------ AUSZUG
4. Verhängung von Bußgeldern/konkrete Bußgeldhöhe
a. Problemlage
Datenschutzverletzungen können nicht nur zu Schadenersatzansprüchen führen, sondern die jeweilige Datenschutzbehörde kann in einem solchen Fall auch Bußgelder bis zu einer Höhe von 20 Millionen Euro bzw. 4 % des weltweiten Jahresumsatzes verhängen (Art. 83 DSGVO).
Einzelne Datenschutzbehörden hatten hier sogar die Ansicht vertreten, dass ein Unternehmen ohne Verschulden haften kann, das heißt, wenn es weder vorsätzlich noch fahrlässig handelt. Auch war umstritten, ob und wie weit bei einem Konzern nur auf den Umsatz des einzelnen Unternehmens abzustellen war oder ob der Jahresumsatz des Gesamtkonzerns für die Höhe des Bußgelds maßgeblich war.
b. Entscheidung des EuGH
Im Dezember 2023 beantwortete der EuGH3 beide Fragen.
------------
------ DATENAUSZÜGE
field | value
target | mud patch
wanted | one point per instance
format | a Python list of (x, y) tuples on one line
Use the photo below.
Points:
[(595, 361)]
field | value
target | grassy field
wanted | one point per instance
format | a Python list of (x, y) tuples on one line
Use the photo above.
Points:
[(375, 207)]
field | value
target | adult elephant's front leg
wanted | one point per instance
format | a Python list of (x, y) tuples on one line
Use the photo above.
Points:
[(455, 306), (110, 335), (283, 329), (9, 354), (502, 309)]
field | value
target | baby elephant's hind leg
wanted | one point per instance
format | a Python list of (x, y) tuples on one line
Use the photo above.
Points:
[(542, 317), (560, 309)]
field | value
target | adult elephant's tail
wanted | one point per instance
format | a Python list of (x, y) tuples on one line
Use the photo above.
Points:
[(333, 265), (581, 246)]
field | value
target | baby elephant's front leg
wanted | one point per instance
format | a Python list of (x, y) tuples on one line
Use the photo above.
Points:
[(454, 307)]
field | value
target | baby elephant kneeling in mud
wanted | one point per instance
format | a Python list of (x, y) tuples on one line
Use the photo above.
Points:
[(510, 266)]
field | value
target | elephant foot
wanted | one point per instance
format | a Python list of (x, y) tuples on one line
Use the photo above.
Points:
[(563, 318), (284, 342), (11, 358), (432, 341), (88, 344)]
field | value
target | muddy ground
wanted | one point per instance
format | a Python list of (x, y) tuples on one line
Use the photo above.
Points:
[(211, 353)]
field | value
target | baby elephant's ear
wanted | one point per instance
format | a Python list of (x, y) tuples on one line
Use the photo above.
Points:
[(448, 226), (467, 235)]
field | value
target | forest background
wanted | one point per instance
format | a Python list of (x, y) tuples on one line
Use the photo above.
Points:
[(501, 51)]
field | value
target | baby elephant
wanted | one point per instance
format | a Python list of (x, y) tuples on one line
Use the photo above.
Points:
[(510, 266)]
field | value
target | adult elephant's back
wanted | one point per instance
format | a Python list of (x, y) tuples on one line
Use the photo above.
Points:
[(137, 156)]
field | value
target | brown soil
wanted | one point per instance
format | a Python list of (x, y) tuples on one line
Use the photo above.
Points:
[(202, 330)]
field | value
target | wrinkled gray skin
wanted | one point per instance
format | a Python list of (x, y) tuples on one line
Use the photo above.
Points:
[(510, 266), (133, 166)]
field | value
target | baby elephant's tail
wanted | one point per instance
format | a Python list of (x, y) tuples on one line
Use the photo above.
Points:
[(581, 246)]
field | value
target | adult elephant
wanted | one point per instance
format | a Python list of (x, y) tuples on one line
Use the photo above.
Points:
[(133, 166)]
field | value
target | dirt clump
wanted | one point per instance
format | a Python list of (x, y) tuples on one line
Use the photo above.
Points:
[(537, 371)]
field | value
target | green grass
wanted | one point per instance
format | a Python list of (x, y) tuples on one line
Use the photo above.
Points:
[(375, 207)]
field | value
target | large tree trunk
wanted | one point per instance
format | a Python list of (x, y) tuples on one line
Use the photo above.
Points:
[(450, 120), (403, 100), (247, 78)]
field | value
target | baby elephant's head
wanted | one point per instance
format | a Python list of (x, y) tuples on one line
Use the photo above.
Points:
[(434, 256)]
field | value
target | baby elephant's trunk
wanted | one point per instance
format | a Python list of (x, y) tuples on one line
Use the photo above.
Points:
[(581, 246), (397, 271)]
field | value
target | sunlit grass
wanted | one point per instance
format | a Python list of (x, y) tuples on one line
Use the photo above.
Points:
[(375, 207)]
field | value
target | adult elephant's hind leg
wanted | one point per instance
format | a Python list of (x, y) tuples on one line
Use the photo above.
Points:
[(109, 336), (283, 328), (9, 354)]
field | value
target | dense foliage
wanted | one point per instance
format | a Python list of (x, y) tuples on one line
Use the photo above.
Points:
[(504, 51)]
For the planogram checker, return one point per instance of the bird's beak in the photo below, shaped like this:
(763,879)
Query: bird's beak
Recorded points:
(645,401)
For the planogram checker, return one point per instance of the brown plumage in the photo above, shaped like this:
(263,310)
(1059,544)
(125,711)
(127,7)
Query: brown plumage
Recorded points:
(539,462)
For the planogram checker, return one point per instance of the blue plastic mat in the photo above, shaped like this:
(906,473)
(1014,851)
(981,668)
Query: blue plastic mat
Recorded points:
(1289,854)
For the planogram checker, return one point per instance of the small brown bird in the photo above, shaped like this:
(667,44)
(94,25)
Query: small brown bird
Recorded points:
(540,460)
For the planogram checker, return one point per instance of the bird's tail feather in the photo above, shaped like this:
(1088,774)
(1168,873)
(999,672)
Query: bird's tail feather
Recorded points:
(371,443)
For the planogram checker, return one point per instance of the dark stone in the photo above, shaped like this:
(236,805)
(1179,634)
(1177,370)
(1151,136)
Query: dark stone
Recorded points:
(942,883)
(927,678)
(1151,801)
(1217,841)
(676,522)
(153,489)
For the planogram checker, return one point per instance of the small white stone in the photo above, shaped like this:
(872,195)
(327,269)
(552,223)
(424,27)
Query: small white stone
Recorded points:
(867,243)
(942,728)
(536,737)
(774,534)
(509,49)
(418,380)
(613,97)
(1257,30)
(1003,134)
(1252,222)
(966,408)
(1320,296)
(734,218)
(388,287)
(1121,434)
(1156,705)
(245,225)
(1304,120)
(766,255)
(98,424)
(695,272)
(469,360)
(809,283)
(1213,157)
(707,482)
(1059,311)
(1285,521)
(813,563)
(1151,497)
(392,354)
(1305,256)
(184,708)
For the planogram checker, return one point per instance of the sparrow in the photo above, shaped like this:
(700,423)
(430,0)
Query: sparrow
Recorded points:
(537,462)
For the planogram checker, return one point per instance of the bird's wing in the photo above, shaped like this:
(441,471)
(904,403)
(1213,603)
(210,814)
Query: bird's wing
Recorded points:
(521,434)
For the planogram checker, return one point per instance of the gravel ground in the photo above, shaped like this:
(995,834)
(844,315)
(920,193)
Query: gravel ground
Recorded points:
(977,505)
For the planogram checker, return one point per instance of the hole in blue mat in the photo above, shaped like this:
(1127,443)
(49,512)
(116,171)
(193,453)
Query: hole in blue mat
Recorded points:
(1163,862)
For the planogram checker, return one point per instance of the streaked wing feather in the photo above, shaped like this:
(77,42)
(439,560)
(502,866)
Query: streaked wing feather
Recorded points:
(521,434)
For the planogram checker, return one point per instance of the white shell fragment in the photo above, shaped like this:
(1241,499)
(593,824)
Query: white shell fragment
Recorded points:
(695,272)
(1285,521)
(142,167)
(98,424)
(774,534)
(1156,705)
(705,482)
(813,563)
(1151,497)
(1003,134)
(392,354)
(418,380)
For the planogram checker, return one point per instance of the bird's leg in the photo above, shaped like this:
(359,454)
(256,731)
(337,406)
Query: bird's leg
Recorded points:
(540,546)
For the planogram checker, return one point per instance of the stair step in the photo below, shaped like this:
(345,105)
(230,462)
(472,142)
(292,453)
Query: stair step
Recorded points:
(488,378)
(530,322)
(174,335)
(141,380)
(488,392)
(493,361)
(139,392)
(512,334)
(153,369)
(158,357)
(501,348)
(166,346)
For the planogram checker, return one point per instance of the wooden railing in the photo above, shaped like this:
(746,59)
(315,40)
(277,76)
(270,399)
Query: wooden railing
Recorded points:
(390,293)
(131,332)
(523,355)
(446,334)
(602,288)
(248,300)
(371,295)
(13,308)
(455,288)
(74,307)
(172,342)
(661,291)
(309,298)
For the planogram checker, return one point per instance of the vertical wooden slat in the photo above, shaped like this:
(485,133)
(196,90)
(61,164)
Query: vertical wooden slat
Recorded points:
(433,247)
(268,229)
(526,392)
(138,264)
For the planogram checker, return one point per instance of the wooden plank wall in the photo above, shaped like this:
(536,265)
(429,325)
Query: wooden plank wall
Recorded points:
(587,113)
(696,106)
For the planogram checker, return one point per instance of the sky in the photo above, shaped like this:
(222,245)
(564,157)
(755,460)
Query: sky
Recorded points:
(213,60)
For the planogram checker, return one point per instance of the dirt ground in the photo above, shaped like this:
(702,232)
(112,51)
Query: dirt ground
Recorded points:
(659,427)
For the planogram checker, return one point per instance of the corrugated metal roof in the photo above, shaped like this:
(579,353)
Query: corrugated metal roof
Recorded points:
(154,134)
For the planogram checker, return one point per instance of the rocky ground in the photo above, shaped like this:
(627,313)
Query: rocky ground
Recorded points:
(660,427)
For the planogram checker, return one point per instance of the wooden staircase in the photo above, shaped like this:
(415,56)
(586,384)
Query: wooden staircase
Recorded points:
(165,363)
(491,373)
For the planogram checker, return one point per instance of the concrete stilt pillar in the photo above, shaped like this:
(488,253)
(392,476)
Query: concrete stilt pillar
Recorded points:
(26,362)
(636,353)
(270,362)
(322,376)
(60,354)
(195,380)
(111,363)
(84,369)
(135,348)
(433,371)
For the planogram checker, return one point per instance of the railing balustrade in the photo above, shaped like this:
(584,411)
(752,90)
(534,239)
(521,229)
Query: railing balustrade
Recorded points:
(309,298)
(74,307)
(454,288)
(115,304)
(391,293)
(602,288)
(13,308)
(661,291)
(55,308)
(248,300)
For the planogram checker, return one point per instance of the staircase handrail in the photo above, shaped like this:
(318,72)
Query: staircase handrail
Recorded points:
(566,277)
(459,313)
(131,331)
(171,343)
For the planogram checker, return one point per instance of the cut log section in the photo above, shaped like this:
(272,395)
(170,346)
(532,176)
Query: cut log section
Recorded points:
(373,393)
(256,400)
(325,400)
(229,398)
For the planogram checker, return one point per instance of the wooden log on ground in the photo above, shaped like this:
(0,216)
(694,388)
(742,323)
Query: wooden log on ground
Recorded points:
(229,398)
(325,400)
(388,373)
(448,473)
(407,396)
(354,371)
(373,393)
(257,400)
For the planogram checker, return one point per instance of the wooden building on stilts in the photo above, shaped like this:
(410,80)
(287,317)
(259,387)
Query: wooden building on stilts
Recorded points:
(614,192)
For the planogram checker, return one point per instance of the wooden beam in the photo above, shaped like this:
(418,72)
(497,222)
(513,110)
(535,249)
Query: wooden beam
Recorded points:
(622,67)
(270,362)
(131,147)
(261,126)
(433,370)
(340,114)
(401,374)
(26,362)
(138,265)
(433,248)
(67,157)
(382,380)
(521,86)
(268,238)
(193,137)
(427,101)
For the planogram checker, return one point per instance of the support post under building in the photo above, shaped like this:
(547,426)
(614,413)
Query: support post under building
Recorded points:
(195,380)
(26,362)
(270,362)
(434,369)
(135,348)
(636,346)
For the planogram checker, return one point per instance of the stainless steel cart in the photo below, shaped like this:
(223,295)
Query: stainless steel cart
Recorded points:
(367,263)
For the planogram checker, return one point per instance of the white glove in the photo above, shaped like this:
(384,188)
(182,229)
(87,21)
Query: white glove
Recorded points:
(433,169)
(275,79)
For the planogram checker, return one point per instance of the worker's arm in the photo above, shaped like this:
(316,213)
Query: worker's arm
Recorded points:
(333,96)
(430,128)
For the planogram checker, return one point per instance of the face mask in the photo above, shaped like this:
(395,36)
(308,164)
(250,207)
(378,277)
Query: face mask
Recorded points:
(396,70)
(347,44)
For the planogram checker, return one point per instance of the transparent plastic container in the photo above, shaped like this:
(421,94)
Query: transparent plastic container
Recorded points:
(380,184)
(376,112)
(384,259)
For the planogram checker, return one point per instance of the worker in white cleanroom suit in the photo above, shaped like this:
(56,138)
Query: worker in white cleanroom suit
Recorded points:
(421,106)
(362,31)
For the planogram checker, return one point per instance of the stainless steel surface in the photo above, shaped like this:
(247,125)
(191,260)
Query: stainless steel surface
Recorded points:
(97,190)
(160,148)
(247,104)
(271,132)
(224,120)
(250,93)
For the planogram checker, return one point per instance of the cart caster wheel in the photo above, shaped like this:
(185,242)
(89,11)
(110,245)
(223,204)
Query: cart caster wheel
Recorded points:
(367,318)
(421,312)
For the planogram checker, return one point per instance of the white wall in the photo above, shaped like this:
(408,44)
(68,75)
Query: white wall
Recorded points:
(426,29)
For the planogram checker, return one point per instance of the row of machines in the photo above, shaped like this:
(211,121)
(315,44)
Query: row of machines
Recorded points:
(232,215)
------------
ARBEITSAUFTRAG:
Schreiben Sie aus dem Auszug über Bußgelder bei Datenschutzverletzungen den Abschnitt von „Einzelne Datenschutzbehörden hatten“ bis „Bußgelds maßgeblich war.“ wortgetreu ab.

SCHRIFTLICHE ANTWORT:
Einzelne Datenschutzbehörden hatten hier sogar die Ansicht vertreten, dass ein Unternehmen ohne Verschulden haften kann, das heißt, wenn es weder vorsätzlich noch fahrlässig handelt. Auch war umstritten, ob und wie weit bei einem Konzern nur auf den Umsatz des einzelnen Unternehmens abzustellen war oder ob der Jahresumsatz des Gesamtkonzerns für die Höhe des Bußgelds maßgeblich war.